[[ DATA TO PROCESS open ]]

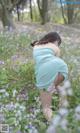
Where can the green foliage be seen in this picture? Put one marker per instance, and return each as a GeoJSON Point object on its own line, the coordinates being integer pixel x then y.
{"type": "Point", "coordinates": [18, 94]}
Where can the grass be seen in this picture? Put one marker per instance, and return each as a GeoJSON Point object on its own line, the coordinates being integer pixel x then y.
{"type": "Point", "coordinates": [20, 99]}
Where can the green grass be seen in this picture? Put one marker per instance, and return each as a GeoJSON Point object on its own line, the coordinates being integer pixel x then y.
{"type": "Point", "coordinates": [17, 77]}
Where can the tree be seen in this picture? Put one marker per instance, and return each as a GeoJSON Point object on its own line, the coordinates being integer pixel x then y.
{"type": "Point", "coordinates": [6, 8]}
{"type": "Point", "coordinates": [63, 15]}
{"type": "Point", "coordinates": [43, 6]}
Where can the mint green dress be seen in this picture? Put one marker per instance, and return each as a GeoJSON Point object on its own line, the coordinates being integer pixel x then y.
{"type": "Point", "coordinates": [47, 67]}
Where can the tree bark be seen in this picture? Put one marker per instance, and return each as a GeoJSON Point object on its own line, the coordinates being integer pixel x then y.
{"type": "Point", "coordinates": [43, 9]}
{"type": "Point", "coordinates": [6, 15]}
{"type": "Point", "coordinates": [70, 12]}
{"type": "Point", "coordinates": [65, 21]}
{"type": "Point", "coordinates": [31, 14]}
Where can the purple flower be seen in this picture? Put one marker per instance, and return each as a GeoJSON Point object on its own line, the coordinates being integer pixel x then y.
{"type": "Point", "coordinates": [1, 62]}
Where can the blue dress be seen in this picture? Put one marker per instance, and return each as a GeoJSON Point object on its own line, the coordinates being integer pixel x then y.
{"type": "Point", "coordinates": [47, 67]}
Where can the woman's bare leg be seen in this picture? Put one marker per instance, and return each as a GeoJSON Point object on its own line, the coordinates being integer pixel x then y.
{"type": "Point", "coordinates": [46, 100]}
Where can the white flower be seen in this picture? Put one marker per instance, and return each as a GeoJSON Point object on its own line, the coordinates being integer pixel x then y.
{"type": "Point", "coordinates": [77, 113]}
{"type": "Point", "coordinates": [56, 120]}
{"type": "Point", "coordinates": [22, 108]}
{"type": "Point", "coordinates": [51, 129]}
{"type": "Point", "coordinates": [6, 94]}
{"type": "Point", "coordinates": [63, 124]}
{"type": "Point", "coordinates": [67, 84]}
{"type": "Point", "coordinates": [63, 111]}
{"type": "Point", "coordinates": [14, 93]}
{"type": "Point", "coordinates": [77, 109]}
{"type": "Point", "coordinates": [2, 90]}
{"type": "Point", "coordinates": [69, 92]}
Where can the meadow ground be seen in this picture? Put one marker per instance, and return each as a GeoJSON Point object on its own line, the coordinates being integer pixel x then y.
{"type": "Point", "coordinates": [20, 106]}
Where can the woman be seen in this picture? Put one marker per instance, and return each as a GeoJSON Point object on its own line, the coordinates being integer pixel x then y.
{"type": "Point", "coordinates": [50, 70]}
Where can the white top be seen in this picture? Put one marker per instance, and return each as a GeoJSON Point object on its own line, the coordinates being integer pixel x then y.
{"type": "Point", "coordinates": [53, 46]}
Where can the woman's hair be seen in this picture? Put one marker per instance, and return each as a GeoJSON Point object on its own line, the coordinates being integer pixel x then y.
{"type": "Point", "coordinates": [50, 37]}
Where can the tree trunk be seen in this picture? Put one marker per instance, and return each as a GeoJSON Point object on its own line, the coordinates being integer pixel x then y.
{"type": "Point", "coordinates": [7, 19]}
{"type": "Point", "coordinates": [18, 12]}
{"type": "Point", "coordinates": [43, 9]}
{"type": "Point", "coordinates": [63, 12]}
{"type": "Point", "coordinates": [70, 13]}
{"type": "Point", "coordinates": [31, 15]}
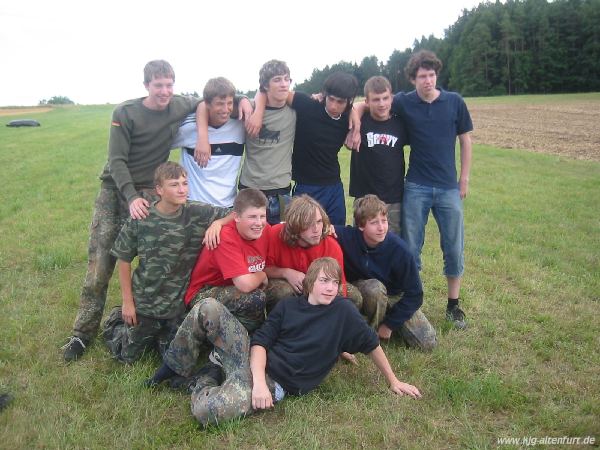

[[ DATA TO PROCESS closed ]]

* THE TASK
Write the lines from the one with "Where can the woman's hair" through the last line of the entries out again exactly, both ends included, and skip the pictures.

* SOLUTION TO THE EXERCISE
Where can the woman's hair be seen in this picture? Put one marker per instance, and return each as a GeoJSON Point object on its own line, the coordinates being integer pixel x then y.
{"type": "Point", "coordinates": [50, 37]}
Where can the tree trunk be seen in this picture? Put one marker per instance, and return each as a GeoJSON Point object on its own line, the coordinates being integer pixel x then y.
{"type": "Point", "coordinates": [7, 19]}
{"type": "Point", "coordinates": [18, 12]}
{"type": "Point", "coordinates": [43, 9]}
{"type": "Point", "coordinates": [63, 12]}
{"type": "Point", "coordinates": [70, 13]}
{"type": "Point", "coordinates": [31, 15]}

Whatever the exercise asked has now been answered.